Position annotation records:
* * * *
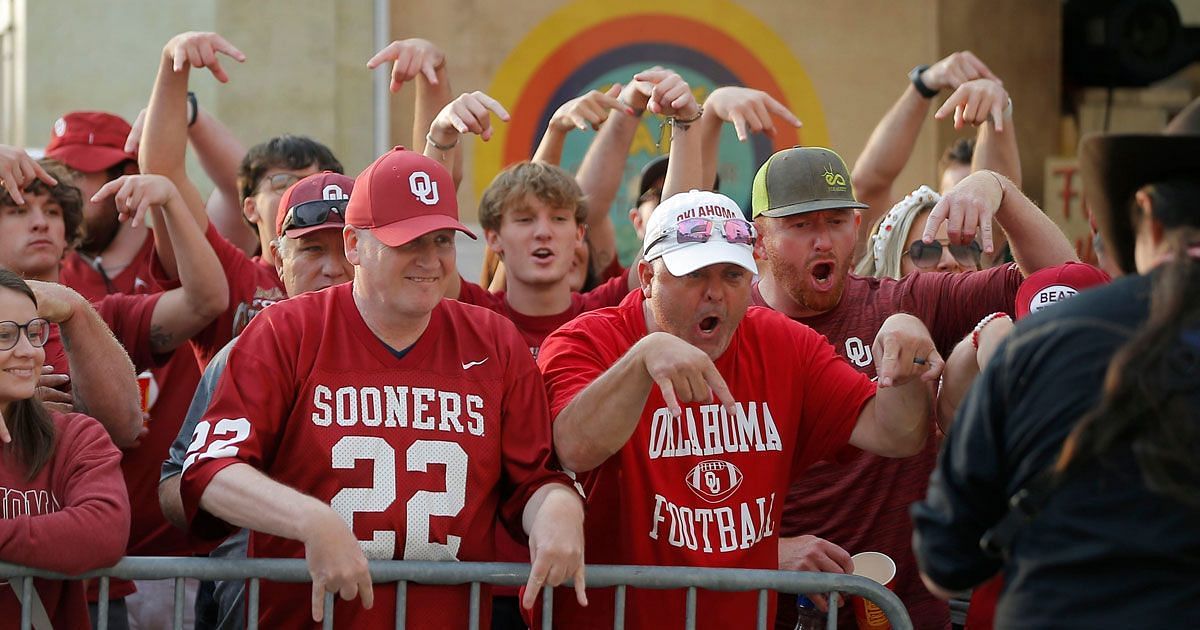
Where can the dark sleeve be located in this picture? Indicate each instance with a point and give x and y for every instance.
(201, 400)
(952, 304)
(131, 319)
(967, 493)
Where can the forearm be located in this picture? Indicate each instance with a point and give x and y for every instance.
(901, 419)
(961, 370)
(163, 147)
(583, 438)
(553, 497)
(550, 149)
(1036, 240)
(171, 502)
(102, 377)
(684, 169)
(599, 177)
(245, 497)
(430, 100)
(886, 154)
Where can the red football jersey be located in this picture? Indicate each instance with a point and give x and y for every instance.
(707, 489)
(419, 454)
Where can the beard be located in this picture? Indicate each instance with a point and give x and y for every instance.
(799, 282)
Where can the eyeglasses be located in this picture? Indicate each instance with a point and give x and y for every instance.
(736, 231)
(280, 181)
(37, 331)
(927, 255)
(316, 213)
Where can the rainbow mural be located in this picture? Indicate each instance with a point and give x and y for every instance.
(591, 45)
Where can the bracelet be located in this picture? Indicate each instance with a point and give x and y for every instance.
(678, 124)
(192, 108)
(429, 138)
(982, 324)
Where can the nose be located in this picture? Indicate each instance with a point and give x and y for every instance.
(947, 262)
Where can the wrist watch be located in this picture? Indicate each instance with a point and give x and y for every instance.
(922, 89)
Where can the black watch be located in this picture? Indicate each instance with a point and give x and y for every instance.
(922, 89)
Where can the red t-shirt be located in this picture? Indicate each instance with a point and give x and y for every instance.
(73, 516)
(253, 286)
(706, 490)
(535, 328)
(421, 455)
(862, 503)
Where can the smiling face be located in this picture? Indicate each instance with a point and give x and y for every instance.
(21, 365)
(810, 255)
(537, 241)
(409, 280)
(703, 307)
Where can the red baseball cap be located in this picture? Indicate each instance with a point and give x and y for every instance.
(403, 196)
(321, 193)
(1056, 283)
(90, 142)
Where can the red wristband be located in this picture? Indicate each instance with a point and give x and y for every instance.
(979, 327)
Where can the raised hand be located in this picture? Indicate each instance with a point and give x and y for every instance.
(975, 102)
(588, 111)
(669, 94)
(135, 195)
(969, 209)
(199, 49)
(750, 111)
(683, 372)
(907, 352)
(411, 58)
(17, 171)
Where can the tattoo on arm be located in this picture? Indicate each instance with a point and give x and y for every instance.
(161, 340)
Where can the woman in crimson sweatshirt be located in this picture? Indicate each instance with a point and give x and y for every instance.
(63, 501)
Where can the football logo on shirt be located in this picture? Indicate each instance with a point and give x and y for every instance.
(714, 480)
(424, 189)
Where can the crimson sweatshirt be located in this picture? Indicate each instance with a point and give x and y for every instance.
(72, 517)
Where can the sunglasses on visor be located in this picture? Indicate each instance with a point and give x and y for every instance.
(927, 255)
(316, 213)
(736, 231)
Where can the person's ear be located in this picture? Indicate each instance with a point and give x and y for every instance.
(646, 274)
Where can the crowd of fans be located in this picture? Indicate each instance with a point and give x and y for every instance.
(293, 367)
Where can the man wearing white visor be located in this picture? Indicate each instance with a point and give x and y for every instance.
(709, 408)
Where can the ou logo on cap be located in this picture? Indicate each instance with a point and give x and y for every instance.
(333, 193)
(424, 189)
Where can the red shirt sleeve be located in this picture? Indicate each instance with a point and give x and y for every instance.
(474, 294)
(250, 406)
(91, 527)
(952, 304)
(130, 318)
(527, 441)
(611, 293)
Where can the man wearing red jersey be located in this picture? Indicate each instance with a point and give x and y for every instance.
(384, 371)
(805, 210)
(701, 484)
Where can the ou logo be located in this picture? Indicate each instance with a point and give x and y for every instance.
(833, 179)
(424, 189)
(333, 193)
(858, 352)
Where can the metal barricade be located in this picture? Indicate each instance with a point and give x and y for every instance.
(443, 573)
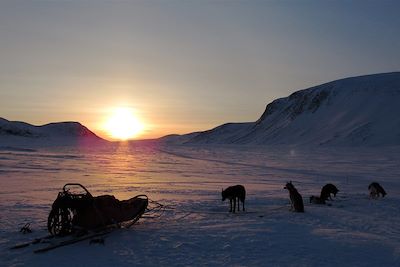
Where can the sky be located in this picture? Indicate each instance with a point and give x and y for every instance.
(182, 66)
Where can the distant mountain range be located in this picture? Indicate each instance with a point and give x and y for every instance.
(362, 110)
(62, 133)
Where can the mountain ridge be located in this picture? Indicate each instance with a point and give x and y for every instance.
(68, 132)
(351, 111)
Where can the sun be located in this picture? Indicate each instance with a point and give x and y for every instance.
(123, 124)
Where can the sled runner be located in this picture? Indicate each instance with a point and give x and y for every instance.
(72, 212)
(75, 217)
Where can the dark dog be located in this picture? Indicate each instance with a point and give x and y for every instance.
(295, 198)
(317, 200)
(233, 193)
(375, 190)
(327, 190)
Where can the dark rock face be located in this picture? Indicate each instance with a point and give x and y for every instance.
(354, 111)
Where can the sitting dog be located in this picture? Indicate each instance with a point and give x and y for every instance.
(233, 193)
(295, 198)
(375, 190)
(327, 190)
(317, 200)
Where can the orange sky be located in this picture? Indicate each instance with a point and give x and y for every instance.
(182, 67)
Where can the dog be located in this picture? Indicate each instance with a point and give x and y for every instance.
(295, 197)
(375, 190)
(232, 193)
(327, 190)
(317, 200)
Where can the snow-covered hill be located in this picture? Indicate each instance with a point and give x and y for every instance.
(361, 110)
(14, 133)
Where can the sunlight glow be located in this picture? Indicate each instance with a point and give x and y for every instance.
(123, 124)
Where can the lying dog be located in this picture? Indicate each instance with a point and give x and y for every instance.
(327, 190)
(232, 193)
(375, 190)
(295, 197)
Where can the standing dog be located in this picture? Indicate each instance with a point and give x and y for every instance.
(327, 190)
(375, 189)
(233, 192)
(295, 198)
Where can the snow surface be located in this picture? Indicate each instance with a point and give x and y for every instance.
(358, 111)
(21, 134)
(196, 228)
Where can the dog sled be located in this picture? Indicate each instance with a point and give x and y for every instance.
(77, 216)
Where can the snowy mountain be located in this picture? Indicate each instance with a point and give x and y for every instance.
(62, 133)
(361, 110)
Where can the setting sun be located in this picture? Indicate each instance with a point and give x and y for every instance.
(123, 124)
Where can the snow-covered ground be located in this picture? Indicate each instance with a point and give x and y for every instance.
(196, 229)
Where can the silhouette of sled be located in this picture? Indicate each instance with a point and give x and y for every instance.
(80, 213)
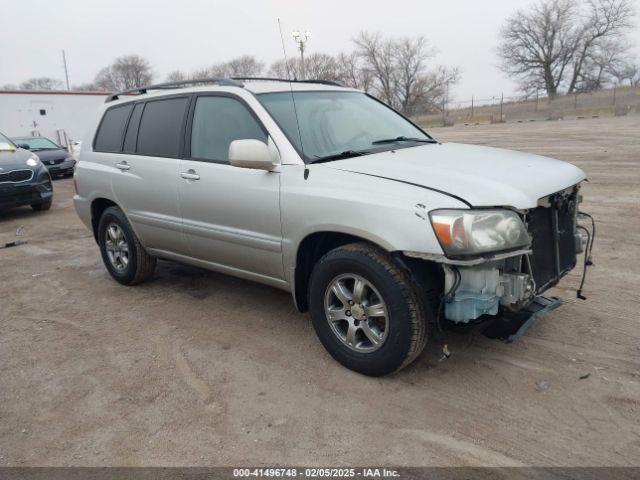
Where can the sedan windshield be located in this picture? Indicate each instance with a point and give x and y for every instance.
(336, 124)
(39, 143)
(5, 143)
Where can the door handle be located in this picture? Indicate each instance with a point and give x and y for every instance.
(190, 175)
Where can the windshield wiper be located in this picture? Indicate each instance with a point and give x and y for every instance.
(404, 139)
(338, 156)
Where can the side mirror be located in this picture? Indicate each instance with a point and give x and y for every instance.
(251, 153)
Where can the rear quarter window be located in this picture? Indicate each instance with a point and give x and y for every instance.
(111, 129)
(161, 127)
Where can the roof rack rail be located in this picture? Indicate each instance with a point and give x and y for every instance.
(229, 82)
(335, 83)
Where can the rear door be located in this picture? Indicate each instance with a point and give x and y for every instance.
(231, 215)
(146, 178)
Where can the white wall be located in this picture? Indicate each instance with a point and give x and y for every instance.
(20, 113)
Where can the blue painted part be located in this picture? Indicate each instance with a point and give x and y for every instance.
(467, 306)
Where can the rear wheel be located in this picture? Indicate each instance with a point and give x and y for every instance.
(125, 258)
(365, 310)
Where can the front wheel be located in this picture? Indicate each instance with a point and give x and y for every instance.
(42, 206)
(125, 258)
(365, 310)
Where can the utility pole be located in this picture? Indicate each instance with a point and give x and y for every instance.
(66, 72)
(301, 39)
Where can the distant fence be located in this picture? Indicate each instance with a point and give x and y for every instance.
(613, 102)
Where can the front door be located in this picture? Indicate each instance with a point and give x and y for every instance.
(146, 175)
(231, 215)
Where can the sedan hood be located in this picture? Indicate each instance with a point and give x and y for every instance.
(481, 176)
(14, 160)
(57, 154)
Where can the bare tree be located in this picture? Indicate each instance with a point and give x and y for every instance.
(398, 72)
(598, 65)
(378, 55)
(176, 76)
(244, 66)
(626, 70)
(602, 28)
(127, 72)
(538, 45)
(281, 69)
(352, 72)
(41, 83)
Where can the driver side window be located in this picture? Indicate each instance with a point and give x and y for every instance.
(217, 121)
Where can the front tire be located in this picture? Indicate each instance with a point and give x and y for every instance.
(41, 207)
(125, 258)
(365, 310)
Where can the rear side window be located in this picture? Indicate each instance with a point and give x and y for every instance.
(132, 129)
(109, 137)
(161, 126)
(217, 121)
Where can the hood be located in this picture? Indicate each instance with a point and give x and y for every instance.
(481, 176)
(14, 160)
(57, 154)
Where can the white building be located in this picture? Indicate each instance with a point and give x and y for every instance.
(58, 115)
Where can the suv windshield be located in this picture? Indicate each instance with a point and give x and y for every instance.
(40, 143)
(334, 125)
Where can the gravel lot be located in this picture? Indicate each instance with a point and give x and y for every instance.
(196, 368)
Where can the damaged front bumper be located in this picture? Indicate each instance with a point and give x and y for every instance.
(508, 283)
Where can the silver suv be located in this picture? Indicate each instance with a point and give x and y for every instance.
(385, 235)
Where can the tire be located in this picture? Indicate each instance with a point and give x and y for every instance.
(139, 265)
(404, 335)
(41, 207)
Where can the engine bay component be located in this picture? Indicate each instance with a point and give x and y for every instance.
(482, 289)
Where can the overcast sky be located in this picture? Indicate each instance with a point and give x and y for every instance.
(188, 34)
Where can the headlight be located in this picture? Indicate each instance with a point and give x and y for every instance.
(33, 161)
(471, 232)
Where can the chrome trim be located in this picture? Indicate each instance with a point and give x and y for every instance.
(19, 170)
(439, 258)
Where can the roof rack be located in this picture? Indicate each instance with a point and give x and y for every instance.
(335, 83)
(229, 82)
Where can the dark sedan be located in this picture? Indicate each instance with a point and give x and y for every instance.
(54, 157)
(24, 180)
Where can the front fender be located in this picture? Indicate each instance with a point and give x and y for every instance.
(391, 214)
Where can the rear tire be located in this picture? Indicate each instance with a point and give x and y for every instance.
(387, 305)
(40, 207)
(125, 258)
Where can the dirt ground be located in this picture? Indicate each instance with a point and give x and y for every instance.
(196, 368)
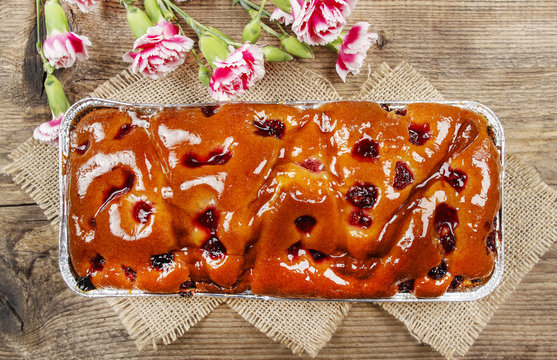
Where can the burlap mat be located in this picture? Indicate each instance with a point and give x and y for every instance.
(307, 326)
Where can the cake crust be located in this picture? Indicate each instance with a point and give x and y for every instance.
(348, 200)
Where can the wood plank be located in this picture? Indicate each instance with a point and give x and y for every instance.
(499, 52)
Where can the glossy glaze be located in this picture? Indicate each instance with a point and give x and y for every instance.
(345, 201)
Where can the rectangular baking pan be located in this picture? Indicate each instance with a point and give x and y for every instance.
(81, 107)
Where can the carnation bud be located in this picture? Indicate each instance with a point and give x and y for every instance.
(153, 10)
(252, 31)
(138, 20)
(204, 75)
(274, 54)
(57, 99)
(55, 18)
(296, 47)
(284, 5)
(213, 48)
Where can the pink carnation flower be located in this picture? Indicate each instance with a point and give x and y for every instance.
(241, 69)
(62, 49)
(318, 22)
(48, 131)
(354, 49)
(84, 5)
(160, 51)
(281, 16)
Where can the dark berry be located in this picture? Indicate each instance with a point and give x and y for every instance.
(294, 249)
(366, 149)
(214, 247)
(218, 157)
(490, 242)
(456, 178)
(445, 215)
(209, 219)
(419, 134)
(455, 283)
(192, 160)
(209, 110)
(85, 284)
(159, 261)
(116, 191)
(403, 176)
(438, 272)
(129, 273)
(269, 127)
(447, 239)
(82, 149)
(97, 264)
(124, 130)
(142, 211)
(305, 223)
(187, 285)
(317, 255)
(312, 165)
(406, 286)
(362, 195)
(359, 218)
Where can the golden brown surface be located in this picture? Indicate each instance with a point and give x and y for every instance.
(348, 200)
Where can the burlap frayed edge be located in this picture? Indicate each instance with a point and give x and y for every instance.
(312, 349)
(403, 72)
(424, 335)
(139, 329)
(17, 171)
(116, 83)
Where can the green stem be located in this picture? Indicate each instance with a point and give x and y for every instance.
(248, 5)
(39, 45)
(197, 58)
(196, 25)
(269, 30)
(261, 9)
(253, 6)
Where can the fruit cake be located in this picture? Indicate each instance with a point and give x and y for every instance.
(343, 200)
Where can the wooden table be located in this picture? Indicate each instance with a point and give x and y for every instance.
(501, 53)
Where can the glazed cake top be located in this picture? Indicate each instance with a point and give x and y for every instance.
(347, 200)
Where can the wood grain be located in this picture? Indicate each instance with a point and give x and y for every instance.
(501, 53)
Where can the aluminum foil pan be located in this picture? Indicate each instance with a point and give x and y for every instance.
(80, 108)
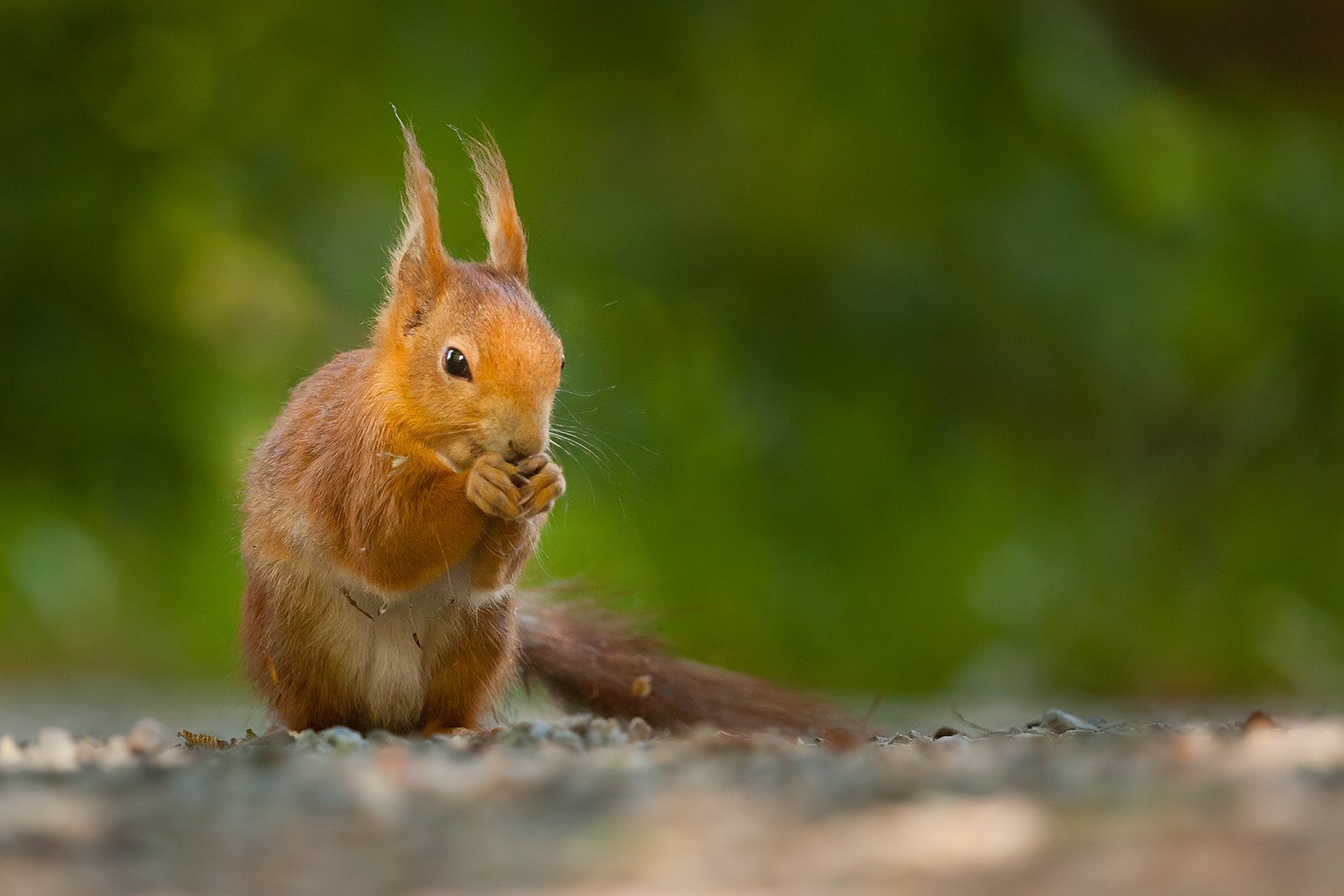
* * * *
▸ **What is expected**
Report every line of the records above that contains the string "dark", treating uppercase and lowercase letters as distinct.

▸ **Expected output**
Where can the dark sleeve be located in this picture? Indicate each instance with a point and give x and y for every instance.
Where can the dark dog be located in this picture? Indicate each instance with a point and give x and y for every instance.
Where can the dark rock face be located in this picture? Indicate each instance with a point and give x and y for every instance.
Where can the dark sedan be located in this picture? Indicate each instance with a point and give x and y for every instance.
Where can the dark berry be located in this picture? Indicate each instance with a point and give x and y for every instance.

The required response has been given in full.